Source material:
________________________________________

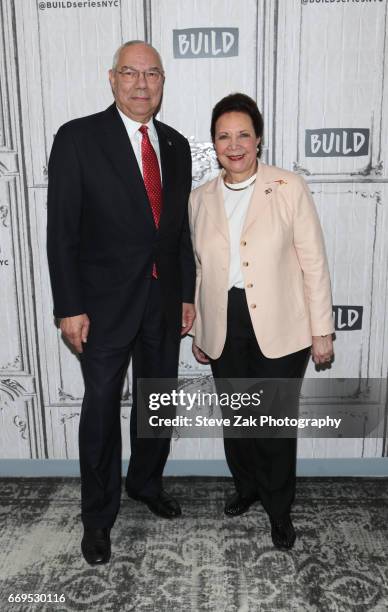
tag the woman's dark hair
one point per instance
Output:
(238, 103)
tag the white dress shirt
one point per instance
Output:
(236, 206)
(135, 137)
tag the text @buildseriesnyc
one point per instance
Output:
(254, 408)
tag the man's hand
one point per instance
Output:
(75, 330)
(188, 316)
(199, 354)
(322, 349)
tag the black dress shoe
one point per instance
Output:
(163, 505)
(95, 546)
(237, 504)
(283, 532)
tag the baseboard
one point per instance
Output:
(364, 467)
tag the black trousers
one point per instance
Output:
(155, 353)
(263, 467)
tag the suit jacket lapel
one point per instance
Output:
(168, 164)
(261, 197)
(120, 153)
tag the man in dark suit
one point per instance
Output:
(123, 277)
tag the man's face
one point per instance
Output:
(138, 99)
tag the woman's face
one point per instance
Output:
(236, 143)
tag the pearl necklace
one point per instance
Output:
(241, 188)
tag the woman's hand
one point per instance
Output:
(322, 349)
(199, 355)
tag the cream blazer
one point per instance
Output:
(283, 262)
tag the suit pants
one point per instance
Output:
(155, 352)
(261, 467)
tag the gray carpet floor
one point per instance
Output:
(203, 561)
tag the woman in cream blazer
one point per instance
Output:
(263, 294)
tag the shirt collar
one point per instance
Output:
(132, 126)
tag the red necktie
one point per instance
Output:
(151, 177)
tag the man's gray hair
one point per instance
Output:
(130, 43)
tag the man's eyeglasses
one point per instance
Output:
(153, 75)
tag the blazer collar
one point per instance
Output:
(214, 201)
(119, 151)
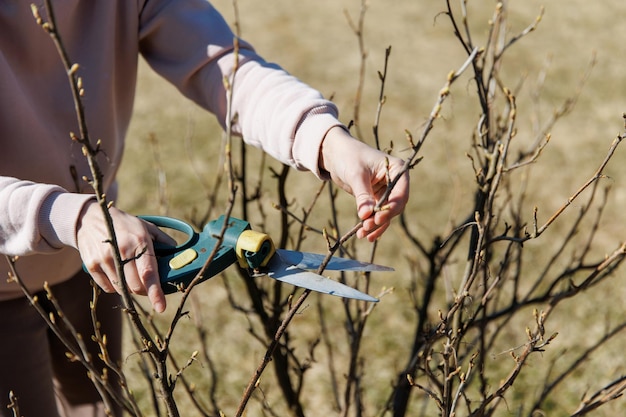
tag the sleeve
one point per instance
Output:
(37, 218)
(189, 43)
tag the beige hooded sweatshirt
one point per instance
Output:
(185, 41)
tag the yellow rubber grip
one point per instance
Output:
(254, 249)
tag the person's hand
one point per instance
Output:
(134, 238)
(362, 171)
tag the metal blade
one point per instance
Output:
(290, 274)
(306, 260)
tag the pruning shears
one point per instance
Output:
(251, 250)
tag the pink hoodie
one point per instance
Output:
(187, 42)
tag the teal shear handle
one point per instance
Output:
(179, 265)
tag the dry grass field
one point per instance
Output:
(313, 40)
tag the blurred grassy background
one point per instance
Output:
(312, 40)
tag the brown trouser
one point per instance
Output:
(33, 361)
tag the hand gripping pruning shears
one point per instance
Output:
(251, 250)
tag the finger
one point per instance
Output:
(101, 279)
(159, 235)
(148, 273)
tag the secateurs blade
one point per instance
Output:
(252, 250)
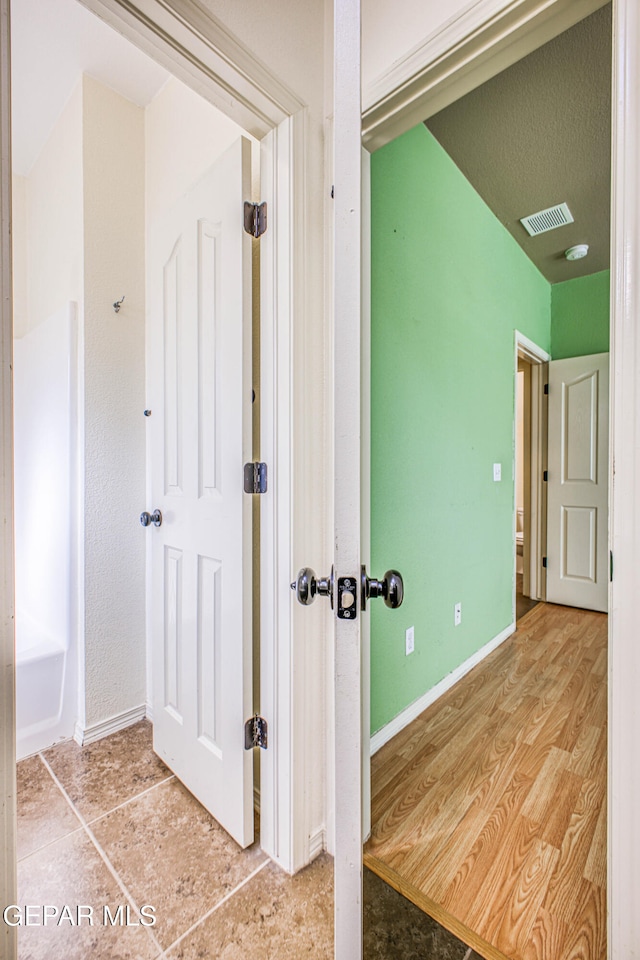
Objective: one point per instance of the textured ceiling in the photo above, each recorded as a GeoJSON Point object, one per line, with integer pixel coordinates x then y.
{"type": "Point", "coordinates": [539, 134]}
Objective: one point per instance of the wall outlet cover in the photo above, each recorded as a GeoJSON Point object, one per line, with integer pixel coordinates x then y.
{"type": "Point", "coordinates": [409, 641]}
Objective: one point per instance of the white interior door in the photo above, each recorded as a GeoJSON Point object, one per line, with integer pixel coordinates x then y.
{"type": "Point", "coordinates": [578, 491]}
{"type": "Point", "coordinates": [200, 401]}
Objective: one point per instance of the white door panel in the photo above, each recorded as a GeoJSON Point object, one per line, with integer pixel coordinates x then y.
{"type": "Point", "coordinates": [577, 512]}
{"type": "Point", "coordinates": [200, 400]}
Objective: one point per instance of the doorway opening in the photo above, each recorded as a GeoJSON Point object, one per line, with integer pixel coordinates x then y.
{"type": "Point", "coordinates": [436, 289]}
{"type": "Point", "coordinates": [523, 600]}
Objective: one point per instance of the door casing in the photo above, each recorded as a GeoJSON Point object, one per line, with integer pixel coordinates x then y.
{"type": "Point", "coordinates": [213, 62]}
{"type": "Point", "coordinates": [220, 68]}
{"type": "Point", "coordinates": [535, 461]}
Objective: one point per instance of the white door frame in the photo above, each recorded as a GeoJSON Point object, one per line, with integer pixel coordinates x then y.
{"type": "Point", "coordinates": [484, 39]}
{"type": "Point", "coordinates": [199, 50]}
{"type": "Point", "coordinates": [8, 880]}
{"type": "Point", "coordinates": [536, 460]}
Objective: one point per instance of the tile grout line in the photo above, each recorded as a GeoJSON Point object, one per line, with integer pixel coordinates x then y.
{"type": "Point", "coordinates": [101, 853]}
{"type": "Point", "coordinates": [49, 843]}
{"type": "Point", "coordinates": [217, 906]}
{"type": "Point", "coordinates": [131, 799]}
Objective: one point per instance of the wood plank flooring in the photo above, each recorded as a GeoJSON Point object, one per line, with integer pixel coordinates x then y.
{"type": "Point", "coordinates": [489, 810]}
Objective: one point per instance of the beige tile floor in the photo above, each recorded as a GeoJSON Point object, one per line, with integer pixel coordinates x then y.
{"type": "Point", "coordinates": [109, 825]}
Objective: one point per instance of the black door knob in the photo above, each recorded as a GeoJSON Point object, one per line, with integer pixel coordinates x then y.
{"type": "Point", "coordinates": [307, 586]}
{"type": "Point", "coordinates": [155, 518]}
{"type": "Point", "coordinates": [390, 588]}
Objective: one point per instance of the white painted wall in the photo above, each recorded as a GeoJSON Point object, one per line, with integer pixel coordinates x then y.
{"type": "Point", "coordinates": [114, 377]}
{"type": "Point", "coordinates": [54, 219]}
{"type": "Point", "coordinates": [184, 134]}
{"type": "Point", "coordinates": [46, 530]}
{"type": "Point", "coordinates": [391, 30]}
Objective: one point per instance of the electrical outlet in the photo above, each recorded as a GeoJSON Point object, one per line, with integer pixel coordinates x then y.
{"type": "Point", "coordinates": [409, 644]}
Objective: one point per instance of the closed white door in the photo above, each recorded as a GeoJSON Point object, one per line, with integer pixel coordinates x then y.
{"type": "Point", "coordinates": [578, 482]}
{"type": "Point", "coordinates": [200, 423]}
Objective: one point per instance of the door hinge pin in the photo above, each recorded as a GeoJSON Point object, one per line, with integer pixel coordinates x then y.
{"type": "Point", "coordinates": [255, 477]}
{"type": "Point", "coordinates": [255, 218]}
{"type": "Point", "coordinates": [255, 733]}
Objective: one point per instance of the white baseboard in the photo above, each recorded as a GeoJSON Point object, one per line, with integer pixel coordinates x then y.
{"type": "Point", "coordinates": [97, 731]}
{"type": "Point", "coordinates": [317, 843]}
{"type": "Point", "coordinates": [416, 708]}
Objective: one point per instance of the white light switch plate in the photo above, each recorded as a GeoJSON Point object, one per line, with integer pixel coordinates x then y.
{"type": "Point", "coordinates": [409, 641]}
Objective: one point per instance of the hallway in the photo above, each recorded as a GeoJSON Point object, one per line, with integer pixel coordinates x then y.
{"type": "Point", "coordinates": [108, 825]}
{"type": "Point", "coordinates": [489, 810]}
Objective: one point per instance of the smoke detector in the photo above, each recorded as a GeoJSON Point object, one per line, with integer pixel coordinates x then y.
{"type": "Point", "coordinates": [578, 252]}
{"type": "Point", "coordinates": [545, 220]}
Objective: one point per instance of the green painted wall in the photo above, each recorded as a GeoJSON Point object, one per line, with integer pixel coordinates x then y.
{"type": "Point", "coordinates": [449, 285]}
{"type": "Point", "coordinates": [580, 316]}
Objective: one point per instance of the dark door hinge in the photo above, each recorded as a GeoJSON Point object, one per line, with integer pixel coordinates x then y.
{"type": "Point", "coordinates": [255, 477]}
{"type": "Point", "coordinates": [255, 218]}
{"type": "Point", "coordinates": [255, 733]}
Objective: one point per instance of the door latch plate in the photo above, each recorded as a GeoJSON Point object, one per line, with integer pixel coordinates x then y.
{"type": "Point", "coordinates": [347, 598]}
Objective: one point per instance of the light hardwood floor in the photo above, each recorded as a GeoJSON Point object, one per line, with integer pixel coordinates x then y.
{"type": "Point", "coordinates": [489, 810]}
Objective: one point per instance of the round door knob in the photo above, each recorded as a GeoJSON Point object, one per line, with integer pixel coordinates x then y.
{"type": "Point", "coordinates": [390, 588]}
{"type": "Point", "coordinates": [155, 518]}
{"type": "Point", "coordinates": [307, 586]}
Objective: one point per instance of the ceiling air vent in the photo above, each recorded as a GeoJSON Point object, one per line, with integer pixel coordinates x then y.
{"type": "Point", "coordinates": [549, 219]}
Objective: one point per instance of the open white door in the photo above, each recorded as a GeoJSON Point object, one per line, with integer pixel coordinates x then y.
{"type": "Point", "coordinates": [200, 401]}
{"type": "Point", "coordinates": [578, 489]}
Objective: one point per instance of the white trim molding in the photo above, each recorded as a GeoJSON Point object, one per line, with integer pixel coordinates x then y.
{"type": "Point", "coordinates": [317, 843]}
{"type": "Point", "coordinates": [83, 735]}
{"type": "Point", "coordinates": [479, 42]}
{"type": "Point", "coordinates": [536, 458]}
{"type": "Point", "coordinates": [529, 350]}
{"type": "Point", "coordinates": [197, 48]}
{"type": "Point", "coordinates": [624, 514]}
{"type": "Point", "coordinates": [8, 881]}
{"type": "Point", "coordinates": [418, 706]}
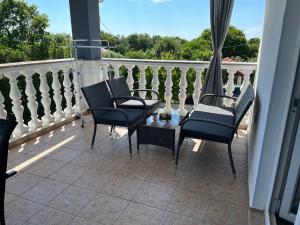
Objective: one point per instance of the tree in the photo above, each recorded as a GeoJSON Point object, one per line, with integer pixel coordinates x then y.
{"type": "Point", "coordinates": [22, 31]}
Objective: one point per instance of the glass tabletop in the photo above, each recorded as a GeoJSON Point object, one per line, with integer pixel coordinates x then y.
{"type": "Point", "coordinates": [155, 120]}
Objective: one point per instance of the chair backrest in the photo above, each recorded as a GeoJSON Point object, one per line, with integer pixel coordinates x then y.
{"type": "Point", "coordinates": [97, 95]}
{"type": "Point", "coordinates": [6, 129]}
{"type": "Point", "coordinates": [119, 88]}
{"type": "Point", "coordinates": [243, 104]}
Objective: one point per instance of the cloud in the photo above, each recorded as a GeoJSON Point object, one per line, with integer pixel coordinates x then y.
{"type": "Point", "coordinates": [160, 1]}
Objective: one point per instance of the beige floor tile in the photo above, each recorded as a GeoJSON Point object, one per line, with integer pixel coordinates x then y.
{"type": "Point", "coordinates": [50, 216]}
{"type": "Point", "coordinates": [69, 173]}
{"type": "Point", "coordinates": [88, 159]}
{"type": "Point", "coordinates": [73, 200]}
{"type": "Point", "coordinates": [167, 178]}
{"type": "Point", "coordinates": [45, 191]}
{"type": "Point", "coordinates": [222, 212]}
{"type": "Point", "coordinates": [122, 188]}
{"type": "Point", "coordinates": [19, 210]}
{"type": "Point", "coordinates": [154, 195]}
{"type": "Point", "coordinates": [104, 209]}
{"type": "Point", "coordinates": [94, 180]}
{"type": "Point", "coordinates": [21, 183]}
{"type": "Point", "coordinates": [65, 154]}
{"type": "Point", "coordinates": [192, 206]}
{"type": "Point", "coordinates": [82, 221]}
{"type": "Point", "coordinates": [9, 197]}
{"type": "Point", "coordinates": [173, 219]}
{"type": "Point", "coordinates": [137, 214]}
{"type": "Point", "coordinates": [45, 168]}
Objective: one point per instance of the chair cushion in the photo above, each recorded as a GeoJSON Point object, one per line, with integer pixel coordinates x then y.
{"type": "Point", "coordinates": [135, 104]}
{"type": "Point", "coordinates": [117, 118]}
{"type": "Point", "coordinates": [209, 131]}
{"type": "Point", "coordinates": [216, 110]}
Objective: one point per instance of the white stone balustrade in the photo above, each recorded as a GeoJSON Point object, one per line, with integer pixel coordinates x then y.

________________________________________

Work instruction: Pull every line containing "woman" from the material above.

Answer box:
tag the woman's dark hair
tag the woman's face
tag the woman's hand
tag the woman in cream blazer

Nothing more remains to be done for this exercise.